### 課題の内容
南こうせつさんの本を紹介した文章から、「こうせつさんが、これまで、そのときどきに、」から「レコード会社の元宣伝担当だった人が作った芸能事務所に所属しました。」までを一字も変えずに書き写してください。

南こうせつさんの『いつも歌があった』
は、
インタビュアーの前田祥丈(まえだ よしたけ)さん相手に
こうせつさんが語ったものを一冊にまとめたもので、
とてもおもしろく読みました。
こうせつさんが、これまで、そのときどきに、
何を感じどう生きてきたのか、
そしていまはどう思っているのかを知ることができ、
ますますこうせつさんを好きになりました。
語られているエピソードも、
へ~、そんなことがあったんですか、と知らないことが多く、
なかでも、下に引用するエピソードは、
いいなあとしみじみ思います。
第一期かぐや姫を結成した時には、連絡先が僕の下宿になっていました。
しかしプロとして活動する以上、
さすがにプロダクションに所属しないとマズイということで、
レコード会社の元宣伝担当だった人が作った芸能事務所に所属しました。

### 与えられた情報
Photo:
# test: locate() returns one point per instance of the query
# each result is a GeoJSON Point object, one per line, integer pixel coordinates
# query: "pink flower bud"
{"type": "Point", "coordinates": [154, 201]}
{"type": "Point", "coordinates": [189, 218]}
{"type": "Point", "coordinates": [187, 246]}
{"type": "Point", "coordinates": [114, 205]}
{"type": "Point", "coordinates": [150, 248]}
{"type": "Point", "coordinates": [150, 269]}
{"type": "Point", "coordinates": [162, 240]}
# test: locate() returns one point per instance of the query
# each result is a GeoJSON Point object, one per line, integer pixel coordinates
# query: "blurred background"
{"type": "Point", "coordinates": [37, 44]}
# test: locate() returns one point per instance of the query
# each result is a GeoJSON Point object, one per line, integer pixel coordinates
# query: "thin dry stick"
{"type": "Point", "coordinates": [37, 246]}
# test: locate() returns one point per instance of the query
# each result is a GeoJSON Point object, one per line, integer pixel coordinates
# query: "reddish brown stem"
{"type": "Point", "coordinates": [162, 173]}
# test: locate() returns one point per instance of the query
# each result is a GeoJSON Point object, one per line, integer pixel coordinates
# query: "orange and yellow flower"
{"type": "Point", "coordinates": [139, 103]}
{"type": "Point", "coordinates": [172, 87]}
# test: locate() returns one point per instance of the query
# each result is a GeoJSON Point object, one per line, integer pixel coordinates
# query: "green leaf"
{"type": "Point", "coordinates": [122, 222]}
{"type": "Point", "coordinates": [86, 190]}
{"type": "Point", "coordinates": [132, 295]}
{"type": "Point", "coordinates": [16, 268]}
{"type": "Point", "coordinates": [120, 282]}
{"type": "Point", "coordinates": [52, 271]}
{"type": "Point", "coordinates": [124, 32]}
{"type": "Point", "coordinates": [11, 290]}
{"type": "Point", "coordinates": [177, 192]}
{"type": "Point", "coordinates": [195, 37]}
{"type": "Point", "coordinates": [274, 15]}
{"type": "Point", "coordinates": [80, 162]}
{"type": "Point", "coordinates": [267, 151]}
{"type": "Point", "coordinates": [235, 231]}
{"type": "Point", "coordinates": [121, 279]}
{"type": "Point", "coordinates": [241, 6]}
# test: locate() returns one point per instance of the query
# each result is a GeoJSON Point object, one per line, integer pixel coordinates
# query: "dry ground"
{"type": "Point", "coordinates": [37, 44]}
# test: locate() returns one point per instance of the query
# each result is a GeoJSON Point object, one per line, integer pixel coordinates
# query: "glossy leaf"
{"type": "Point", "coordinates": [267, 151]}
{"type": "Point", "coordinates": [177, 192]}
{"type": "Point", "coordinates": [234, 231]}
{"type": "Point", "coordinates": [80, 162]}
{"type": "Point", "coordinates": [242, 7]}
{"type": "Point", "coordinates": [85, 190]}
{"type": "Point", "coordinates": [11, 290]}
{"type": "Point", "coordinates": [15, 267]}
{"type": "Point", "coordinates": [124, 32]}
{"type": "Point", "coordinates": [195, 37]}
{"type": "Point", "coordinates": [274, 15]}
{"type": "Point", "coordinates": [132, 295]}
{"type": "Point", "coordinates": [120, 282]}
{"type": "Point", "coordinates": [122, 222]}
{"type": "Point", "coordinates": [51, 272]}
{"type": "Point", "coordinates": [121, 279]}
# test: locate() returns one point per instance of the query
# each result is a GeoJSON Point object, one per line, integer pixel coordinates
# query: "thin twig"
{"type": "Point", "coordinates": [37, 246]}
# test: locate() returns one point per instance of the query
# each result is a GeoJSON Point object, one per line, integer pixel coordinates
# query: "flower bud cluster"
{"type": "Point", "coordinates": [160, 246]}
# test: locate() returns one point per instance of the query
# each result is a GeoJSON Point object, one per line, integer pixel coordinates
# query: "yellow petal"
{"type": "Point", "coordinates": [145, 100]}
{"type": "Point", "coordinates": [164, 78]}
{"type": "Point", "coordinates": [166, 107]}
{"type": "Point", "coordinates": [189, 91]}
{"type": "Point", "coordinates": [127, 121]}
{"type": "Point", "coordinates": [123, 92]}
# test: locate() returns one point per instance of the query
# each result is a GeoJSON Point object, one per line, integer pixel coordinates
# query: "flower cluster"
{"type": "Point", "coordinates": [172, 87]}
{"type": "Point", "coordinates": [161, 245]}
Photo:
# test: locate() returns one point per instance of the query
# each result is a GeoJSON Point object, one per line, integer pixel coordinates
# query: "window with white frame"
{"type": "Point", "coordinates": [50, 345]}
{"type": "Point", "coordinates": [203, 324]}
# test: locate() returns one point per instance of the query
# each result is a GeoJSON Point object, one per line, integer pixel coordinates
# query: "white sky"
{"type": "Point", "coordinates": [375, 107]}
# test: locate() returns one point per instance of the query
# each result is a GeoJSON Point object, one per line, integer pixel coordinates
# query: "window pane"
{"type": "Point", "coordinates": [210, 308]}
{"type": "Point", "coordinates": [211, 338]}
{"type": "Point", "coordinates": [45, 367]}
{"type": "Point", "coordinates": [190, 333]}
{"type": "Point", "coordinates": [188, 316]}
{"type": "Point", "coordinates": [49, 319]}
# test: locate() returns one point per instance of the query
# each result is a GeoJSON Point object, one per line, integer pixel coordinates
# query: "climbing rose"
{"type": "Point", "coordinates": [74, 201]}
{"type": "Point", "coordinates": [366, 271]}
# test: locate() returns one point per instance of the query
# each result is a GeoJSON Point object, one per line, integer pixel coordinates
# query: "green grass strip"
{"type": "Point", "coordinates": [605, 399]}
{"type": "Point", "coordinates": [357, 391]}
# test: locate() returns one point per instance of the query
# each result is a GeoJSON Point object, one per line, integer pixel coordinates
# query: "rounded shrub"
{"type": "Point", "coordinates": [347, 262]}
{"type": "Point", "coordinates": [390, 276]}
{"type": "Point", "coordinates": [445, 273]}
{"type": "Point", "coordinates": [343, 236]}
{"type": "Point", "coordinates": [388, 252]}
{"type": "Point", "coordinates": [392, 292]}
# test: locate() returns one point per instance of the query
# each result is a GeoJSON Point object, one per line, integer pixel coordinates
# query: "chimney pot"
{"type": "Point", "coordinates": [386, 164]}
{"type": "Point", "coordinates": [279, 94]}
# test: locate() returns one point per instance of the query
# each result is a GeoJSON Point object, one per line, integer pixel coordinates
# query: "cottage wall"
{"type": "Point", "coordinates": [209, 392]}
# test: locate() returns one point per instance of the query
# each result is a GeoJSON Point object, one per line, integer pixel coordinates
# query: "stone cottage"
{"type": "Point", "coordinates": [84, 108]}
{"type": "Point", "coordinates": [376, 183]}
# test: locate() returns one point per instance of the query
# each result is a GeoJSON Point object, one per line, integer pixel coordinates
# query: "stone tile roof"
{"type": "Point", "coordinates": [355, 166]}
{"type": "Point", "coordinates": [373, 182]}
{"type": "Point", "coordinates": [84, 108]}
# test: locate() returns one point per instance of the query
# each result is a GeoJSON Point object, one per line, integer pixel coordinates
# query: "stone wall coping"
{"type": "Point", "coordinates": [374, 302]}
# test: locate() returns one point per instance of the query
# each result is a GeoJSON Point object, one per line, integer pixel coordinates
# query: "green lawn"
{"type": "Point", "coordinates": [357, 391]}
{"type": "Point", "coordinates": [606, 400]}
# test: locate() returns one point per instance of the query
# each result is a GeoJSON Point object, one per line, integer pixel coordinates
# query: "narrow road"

### 結果
こうせつさんが、これまで、そのときどきに、
何を感じどう生きてきたのか、
そしていまはどう思っているのかを知ることができ、
ますますこうせつさんを好きになりました。
語られているエピソードも、
へ~、そんなことがあったんですか、と知らないことが多く、
なかでも、下に引用するエピソードは、
いいなあとしみじみ思います。
第一期かぐや姫を結成した時には、連絡先が僕の下宿になっていました。
しかしプロとして活動する以上、
さすがにプロダクションに所属しないとマズイということで、
レコード会社の元宣伝担当だった人が作った芸能事務所に所属しました。